# Facing a 73mm BB shell to 68mm?



## bad mechanic (Jun 21, 2006)

Due to a compatibility issue with a component I want to run, I'm considering the possibility of using a bottom bracket facing tool to cut my current 73mm shell down to 68mm. Of course the material would be taken evenly off both sides.

In measuring it out, it would just start to shave the edge of the chainstay weld's bead on each side. Now granted, the weld bead itself it pretty wide, but still.

Has anyone done this, or give me some good information regarding this?

I'll see if I can throw up a picture of it this evening.

EDIT: After thinking about it, I've cross posted this in the frame building forum


----------



## Bikinfoolferlife (Feb 3, 2004)

To my way of thinking it'd be easier to get another frame...curious, though, do you own your own tool? can you sharpen your own? or you have extra cutting heads? or?


----------



## bad mechanic (Jun 21, 2006)

I do, yes. With a hardened steel cutting head going through aluminum using cutting oil I'm not too worried about dulling my tool. 

I don't want a different frame.


----------



## rockyuphill (Nov 28, 2004)

Are you trying to have the ability to use a e-type FD or a MRP chainguide with a Truvativ crank? You could just trim 2.5mm off of the drive side, you'd only need to trim the other side if you were going to sell it.


----------



## bad mechanic (Jun 21, 2006)

Nope, it's an eccentric bottom bracket for standard shells made by Forward Components.


----------



## PissedOffCil (Oct 18, 2007)

I'd be afraid of running out of threads for the BB. Apart from that I don't see any problem so I guess that if you have your own cutting tool you also have a threading tool if need arises...

Don't take my work for it though, frame builders would know better


----------



## bad mechanic (Jun 21, 2006)

There would be plenty of thread remaining. My main worry is it effecting the chainstay weld.

Unfortunately, no one in the frame building forum has answered.


----------



## PissedOffCil (Oct 18, 2007)

It looks there there is more than 2.5mm before the weld, no?


----------



## bad mechanic (Jun 21, 2006)

Nope. It'll get about 0.5mm into the weld on both sides.


----------



## mtnbiker72 (Jan 22, 2007)

I won't pretend to be an expert on frame building...BUT, I've looked at thousands of frames and seen many that the faced BB shell cut into the welds a little from the factory. My current frame has this as the downtube flares so wide that the BB facing cuts slightly into the welds on both sides (it's a 68mm wide BB).

* _Data shown_
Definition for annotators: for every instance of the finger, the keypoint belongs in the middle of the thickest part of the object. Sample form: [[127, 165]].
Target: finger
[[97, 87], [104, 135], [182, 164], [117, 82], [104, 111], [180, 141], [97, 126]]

* _Set tasks_
A) List every distinct username that posts in the forum thread about facing a 73mm bottom bracket shell to 68mm, in order of first appearance.
B) From the forum thread about facing a 73mm bottom bracket shell to 68mm, reproduce word for word everything from "## Bikinfoolferlife (Feb" down to "dulling my tool.".

* _Written answers_
A)
bad mechanic
Bikinfoolferlife
rockyuphill
PissedOffCil
mtnbiker72

B)
## Bikinfoolferlife (Feb 3, 2004)

To my way of thinking it'd be easier to get another frame...curious, though, do you own your own tool? can you sharpen your own? or you have extra cutting heads? or?


----------



## bad mechanic (Jun 21, 2006)

I do, yes. With a hardened steel cutting head going through aluminum using cutting oil I'm not too worried about dulling my tool.